━━ Dataset content
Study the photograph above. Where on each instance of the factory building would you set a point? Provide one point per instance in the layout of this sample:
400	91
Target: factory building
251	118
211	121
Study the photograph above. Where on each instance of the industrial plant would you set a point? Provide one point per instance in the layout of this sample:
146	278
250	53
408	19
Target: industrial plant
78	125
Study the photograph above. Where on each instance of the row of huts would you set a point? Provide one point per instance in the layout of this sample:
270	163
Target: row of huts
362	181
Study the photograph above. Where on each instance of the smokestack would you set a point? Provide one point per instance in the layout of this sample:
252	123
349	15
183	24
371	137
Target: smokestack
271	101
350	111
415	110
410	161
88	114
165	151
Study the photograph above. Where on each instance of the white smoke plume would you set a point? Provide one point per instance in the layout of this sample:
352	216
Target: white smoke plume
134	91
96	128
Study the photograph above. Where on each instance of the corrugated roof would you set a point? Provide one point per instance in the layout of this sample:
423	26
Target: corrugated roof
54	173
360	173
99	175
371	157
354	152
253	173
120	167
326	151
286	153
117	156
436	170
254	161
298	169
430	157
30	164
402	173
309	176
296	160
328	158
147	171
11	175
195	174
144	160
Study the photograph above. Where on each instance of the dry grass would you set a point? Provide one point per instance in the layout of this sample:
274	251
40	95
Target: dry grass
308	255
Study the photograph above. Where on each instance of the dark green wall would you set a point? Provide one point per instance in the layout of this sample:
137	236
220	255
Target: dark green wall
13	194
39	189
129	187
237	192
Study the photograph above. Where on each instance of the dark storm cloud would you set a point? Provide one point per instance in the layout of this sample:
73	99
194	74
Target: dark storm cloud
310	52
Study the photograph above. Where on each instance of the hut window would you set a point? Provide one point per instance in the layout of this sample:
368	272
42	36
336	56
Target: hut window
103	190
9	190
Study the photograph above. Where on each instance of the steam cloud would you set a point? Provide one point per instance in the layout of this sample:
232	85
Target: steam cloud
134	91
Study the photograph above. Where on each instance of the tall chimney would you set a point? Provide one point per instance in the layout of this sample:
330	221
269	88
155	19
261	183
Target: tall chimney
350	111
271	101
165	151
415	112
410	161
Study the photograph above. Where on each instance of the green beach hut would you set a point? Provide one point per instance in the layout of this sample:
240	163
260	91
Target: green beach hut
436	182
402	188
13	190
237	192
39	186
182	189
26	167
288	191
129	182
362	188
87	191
━━━━
▶ _Task statement_: Rewrite every one of the entries above with "set a point" changed to "place a point" wherever it occurs, keeping everything else the same.

▶ _Problem solution_:
Study the photograph above. Where on each instance of the factory building would you place a point? Provide one point per instance in the layout of this sample:
400	91
Target: factory building
251	118
211	121
Study the photograph above. Where on each instance of the industrial plant would you place a point? Provide one point per instance in the layout of this sample:
146	278
250	53
408	19
Target: industrial plant
78	125
Study the photograph above. Where on each instance of the row of huts would you place a point? Provide one point per instance in the layout of this sample:
270	163
Target: row of huts
362	181
Study the photograph above. Where on each instance of the smokestack would you place a point? Provide one point per instance in the layout of this sample:
252	123
349	15
183	24
371	137
Target: smokestack
271	101
350	111
415	110
410	161
88	114
165	151
Study the photograph above. Where on each instance of the white smoke plume would you place a point? Provide one point per instance in the layout of this sample:
352	216
Target: white smoke plume
134	91
96	128
Study the photograph above. Where on each instance of the corrugated roof would you place a point? Provide one point per instance in the layout of this sample:
423	26
Target: corrugated roof
54	173
360	173
99	175
371	157
354	152
253	173
120	167
326	151
286	153
117	156
436	170
254	161
298	169
430	157
30	164
402	173
309	176
296	160
328	158
147	171
11	175
195	174
144	160
Study the photograph above. Where on each instance of the dry grass would you place a point? Provide one point per instance in the layout of this sample:
274	251
40	95
Target: dry grass
308	255
Study the photograph above. Where on each instance of the dark green wall would you place a point? Provide one point per instance in the layout of this sample:
137	236
220	255
Target: dark green wall
13	194
39	189
129	187
237	192
Study the photograph above. Where on each instance of the dark storm cloud would you place a point? Provide one point per instance in the layout of this sample:
73	99
194	74
Target: dark storm cloud
310	52
Study the photograph above. Where on each instance of the hut window would you place a point? Provide one point per instance in the layout of this sample:
368	272
42	36
336	56
Target: hut window
103	190
9	190
Study the photograph above. Where on each instance of the steam cloud would you place a point? Provide one point per instance in the layout of this sample:
232	85
Target: steam cloud
134	91
Study the photograph above. Where on each instance of the tall chimney would you place a point? Provide one point per instance in the layout of this sample:
330	221
269	88
155	19
261	183
Target: tall chimney
350	111
271	101
165	151
415	112
410	161
Study the photograph above. Where on each instance of the green beach hut would you place a point? Provide one point per instance in the layout of this sample:
240	163
260	91
Target: green beach hut
436	182
402	188
13	190
237	192
39	186
182	189
26	167
288	191
129	182
362	188
87	191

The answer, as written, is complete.